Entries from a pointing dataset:
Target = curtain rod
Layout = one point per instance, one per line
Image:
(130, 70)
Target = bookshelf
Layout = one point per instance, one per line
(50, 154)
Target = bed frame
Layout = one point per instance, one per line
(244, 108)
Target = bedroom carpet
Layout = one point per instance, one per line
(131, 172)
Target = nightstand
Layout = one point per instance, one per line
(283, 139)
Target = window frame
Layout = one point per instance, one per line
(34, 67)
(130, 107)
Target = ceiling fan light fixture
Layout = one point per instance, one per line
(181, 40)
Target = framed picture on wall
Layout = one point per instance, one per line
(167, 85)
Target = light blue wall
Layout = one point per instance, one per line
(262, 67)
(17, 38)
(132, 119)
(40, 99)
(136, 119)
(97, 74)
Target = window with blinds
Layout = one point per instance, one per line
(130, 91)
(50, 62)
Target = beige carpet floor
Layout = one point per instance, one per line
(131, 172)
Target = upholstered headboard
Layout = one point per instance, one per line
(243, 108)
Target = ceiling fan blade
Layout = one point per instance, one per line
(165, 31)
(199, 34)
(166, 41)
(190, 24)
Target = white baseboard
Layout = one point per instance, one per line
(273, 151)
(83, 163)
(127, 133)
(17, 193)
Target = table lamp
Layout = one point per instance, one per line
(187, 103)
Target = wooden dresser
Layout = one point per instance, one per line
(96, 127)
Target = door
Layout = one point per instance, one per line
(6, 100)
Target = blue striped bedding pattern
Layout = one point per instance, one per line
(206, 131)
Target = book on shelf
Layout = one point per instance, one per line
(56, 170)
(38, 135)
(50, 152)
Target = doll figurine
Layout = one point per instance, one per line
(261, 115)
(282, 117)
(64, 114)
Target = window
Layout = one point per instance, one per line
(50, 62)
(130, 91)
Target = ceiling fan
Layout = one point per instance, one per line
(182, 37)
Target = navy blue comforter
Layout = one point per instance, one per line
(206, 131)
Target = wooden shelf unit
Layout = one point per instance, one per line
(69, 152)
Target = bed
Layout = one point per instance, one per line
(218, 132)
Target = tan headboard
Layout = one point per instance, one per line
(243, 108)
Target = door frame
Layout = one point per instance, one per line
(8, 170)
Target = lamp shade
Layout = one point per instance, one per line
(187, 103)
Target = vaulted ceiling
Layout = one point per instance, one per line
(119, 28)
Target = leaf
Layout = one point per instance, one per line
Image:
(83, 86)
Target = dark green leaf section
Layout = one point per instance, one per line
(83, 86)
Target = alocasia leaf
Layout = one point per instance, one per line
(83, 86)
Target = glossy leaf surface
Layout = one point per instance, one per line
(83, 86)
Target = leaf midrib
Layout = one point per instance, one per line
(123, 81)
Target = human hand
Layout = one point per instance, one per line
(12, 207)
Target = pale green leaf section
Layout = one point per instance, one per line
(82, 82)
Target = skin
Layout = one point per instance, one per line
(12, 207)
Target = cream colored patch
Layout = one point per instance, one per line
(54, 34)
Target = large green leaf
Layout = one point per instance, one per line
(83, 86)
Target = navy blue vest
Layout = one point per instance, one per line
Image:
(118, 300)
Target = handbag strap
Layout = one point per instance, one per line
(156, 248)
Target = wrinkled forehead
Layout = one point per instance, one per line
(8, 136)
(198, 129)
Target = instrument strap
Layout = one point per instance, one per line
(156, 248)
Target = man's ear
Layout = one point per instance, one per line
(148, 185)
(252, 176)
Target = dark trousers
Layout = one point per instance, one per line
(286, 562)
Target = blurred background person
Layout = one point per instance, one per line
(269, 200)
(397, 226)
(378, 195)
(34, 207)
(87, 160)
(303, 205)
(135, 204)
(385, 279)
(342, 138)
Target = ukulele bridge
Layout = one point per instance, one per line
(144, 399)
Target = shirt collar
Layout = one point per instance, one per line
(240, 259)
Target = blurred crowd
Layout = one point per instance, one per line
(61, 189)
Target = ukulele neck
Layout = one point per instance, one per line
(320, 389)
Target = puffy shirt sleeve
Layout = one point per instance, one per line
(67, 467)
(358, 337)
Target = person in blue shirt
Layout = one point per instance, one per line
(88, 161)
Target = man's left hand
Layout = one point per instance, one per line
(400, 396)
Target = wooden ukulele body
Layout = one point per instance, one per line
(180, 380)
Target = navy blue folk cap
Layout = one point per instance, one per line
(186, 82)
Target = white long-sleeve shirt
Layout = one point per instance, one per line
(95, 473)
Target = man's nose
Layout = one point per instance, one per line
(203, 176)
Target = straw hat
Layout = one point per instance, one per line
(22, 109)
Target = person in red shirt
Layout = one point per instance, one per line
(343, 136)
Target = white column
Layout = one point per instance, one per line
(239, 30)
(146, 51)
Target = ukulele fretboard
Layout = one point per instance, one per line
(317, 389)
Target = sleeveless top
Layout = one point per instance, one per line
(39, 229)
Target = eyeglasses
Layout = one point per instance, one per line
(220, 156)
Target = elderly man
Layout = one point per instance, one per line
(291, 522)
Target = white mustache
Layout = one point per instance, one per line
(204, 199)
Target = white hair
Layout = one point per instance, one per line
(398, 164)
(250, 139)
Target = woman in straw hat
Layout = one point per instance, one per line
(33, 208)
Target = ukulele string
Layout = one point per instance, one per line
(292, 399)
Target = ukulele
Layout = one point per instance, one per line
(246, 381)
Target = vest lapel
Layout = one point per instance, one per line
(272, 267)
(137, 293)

# Problem requirements
Copy out all of the records above with nothing altered.

# Output for this task
Target = curtain rod
Layout = one point per instance, one per line
Image:
(130, 70)
Target = bookshelf
Layout = one point per instance, one per line
(50, 154)
Target = bed frame
Layout = one point per instance, one per line
(244, 108)
Target = bedroom carpet
Layout = one point per instance, one per line
(131, 172)
Target = nightstand
Layout = one point per instance, one per line
(283, 139)
Target = window frame
Layout = one point per instance, one per line
(34, 67)
(130, 107)
Target = ceiling fan light fixture
Layout = one point per instance, one per line
(181, 40)
Target = framed picture on wall
Layout = one point per instance, one per line
(167, 85)
Target = light blue wall
Layout = one point per instance, one per line
(262, 67)
(17, 38)
(132, 119)
(40, 99)
(136, 119)
(97, 74)
Target = window with blinds
Layout = one point per instance, one per line
(130, 91)
(50, 62)
Target = beige carpet floor
Layout = one point per instance, one per line
(131, 172)
Target = upholstered headboard
Layout = one point per instance, one per line
(243, 108)
Target = ceiling fan blade
Layout = one point per instance, one per line
(165, 31)
(199, 34)
(166, 41)
(190, 24)
Target = white baseboard
Layout = one point per instance, one per line
(273, 151)
(83, 163)
(127, 133)
(17, 193)
Target = table lamp
Layout = one point per instance, one per line
(187, 103)
Target = wooden dresser
Layout = one point per instance, one per line
(96, 127)
Target = door
Layout = one point per instance, one per line
(6, 100)
Target = blue striped bedding pattern
Layout = one point per instance, one per line
(206, 131)
Target = book on shelf
Layout = one point per instance, one per line
(56, 170)
(38, 135)
(50, 152)
Target = doll figurine
Layout = one point per instance, one per line
(261, 115)
(282, 117)
(64, 114)
Target = window
Layout = one point per instance, one per line
(50, 62)
(130, 91)
Target = ceiling fan
Layout = one point per instance, one per line
(182, 37)
Target = navy blue comforter
Layout = one point per instance, one per line
(206, 131)
Target = wooden shelf unit
Layout = one point per instance, one per line
(69, 152)
Target = bed
Layout = one point per instance, one per line
(218, 132)
Target = tan headboard
Layout = one point per instance, one per line
(243, 108)
Target = door frame
Layout = one point per instance, one per line
(8, 170)
Target = lamp shade
Layout = one point per instance, one per line
(187, 103)
Target = vaulted ceiling
Layout = one point per instance, one per line
(119, 28)
Target = leaf
Layout = one point per instance, one per line
Image:
(83, 86)
Target = dark green leaf section
Layout = one point per instance, one per line
(83, 86)
Target = alocasia leaf
Layout = one point per instance, one per line
(83, 86)
Target = glossy leaf surface
Layout = one point per instance, one per line
(83, 86)
Target = leaf midrib
Layout = one point per instance, one per line
(123, 81)
Target = human hand
Layout = one point per instance, one per line
(12, 207)
Target = pale green leaf section
Layout = one point per instance, one per line
(82, 82)
Target = skin
Layout = one point per instance, one per line
(12, 207)
Target = cream colored patch
Layout = one point per instance, one per line
(54, 34)
Target = large green leaf
Layout = one point per instance, one per line
(83, 86)
Target = navy blue vest
Layout = one point per instance, one per line
Image:
(118, 300)
Target = handbag strap
Layout = one point per instance, one per line
(156, 248)
Target = wrinkled forehead
Layout = one point per instance, one per line
(8, 136)
(198, 129)
Target = instrument strap
Layout = one point per instance, one per line
(156, 248)
Target = man's ear
Layout = one point per instance, one per line
(148, 185)
(252, 176)
Target = dark trousers
Layout = one point per instance, one per line
(286, 562)
Target = blurred background person
Layout = one point per instance, one per line
(269, 200)
(397, 226)
(378, 195)
(34, 207)
(87, 160)
(303, 205)
(135, 204)
(385, 279)
(342, 138)
Target = ukulele bridge
Layout = one point per instance, one per line
(144, 399)
Target = shirt collar
Layout = one point per instance, one per line
(240, 259)
Target = blurred crowd
Layout = one point per instance, one per line
(61, 189)
Target = ukulele neck
Layout = one point per instance, one per line
(320, 389)
Target = puffy shirt sleeve
Layout = one point per instance, one per line
(67, 467)
(358, 337)
Target = person in blue shirt
Layout = one point per instance, one per line
(88, 161)
Target = man's left hand
Layout = one point per instance, one per line
(400, 396)
Target = wooden ukulele body
Layout = one point per instance, one per line
(180, 380)
Target = navy blue folk cap
Layout = one point per instance, one per line
(186, 82)
Target = white long-sleeve shirt
Layout = one point per instance, one per line
(95, 473)
Target = man's nose
Layout = one point per instance, one per line
(203, 176)
Target = straw hat
Layout = one point per instance, one per line
(22, 109)
Target = person in red shirt
Layout = one point per instance, one per line
(343, 136)
Target = white column
Layout = one point per instance, one per line
(239, 30)
(146, 51)
Target = ukulele fretboard
Layout = one point per instance, one per line
(317, 389)
Target = sleeveless top
Layout = one point per instance, one per line
(39, 229)
Target = eyeglasses
Layout = one point per instance, one per line
(220, 156)
Target = elderly man
Layout = one point per instance, one per line
(291, 522)
Target = white mustache
Layout = one point per instance, one per line
(204, 199)
Target = white hair
Layout = one point per instance, one per line
(398, 164)
(250, 139)
Target = woman in straw hat
Layout = one point per instance, one per line
(33, 208)
Target = ukulele string
Layout = one point per instance, one per line
(292, 399)
Target = ukulele
Layout = one point per instance, one per line
(246, 381)
Target = vest lapel
Layout = one point per instance, one per line
(272, 267)
(137, 293)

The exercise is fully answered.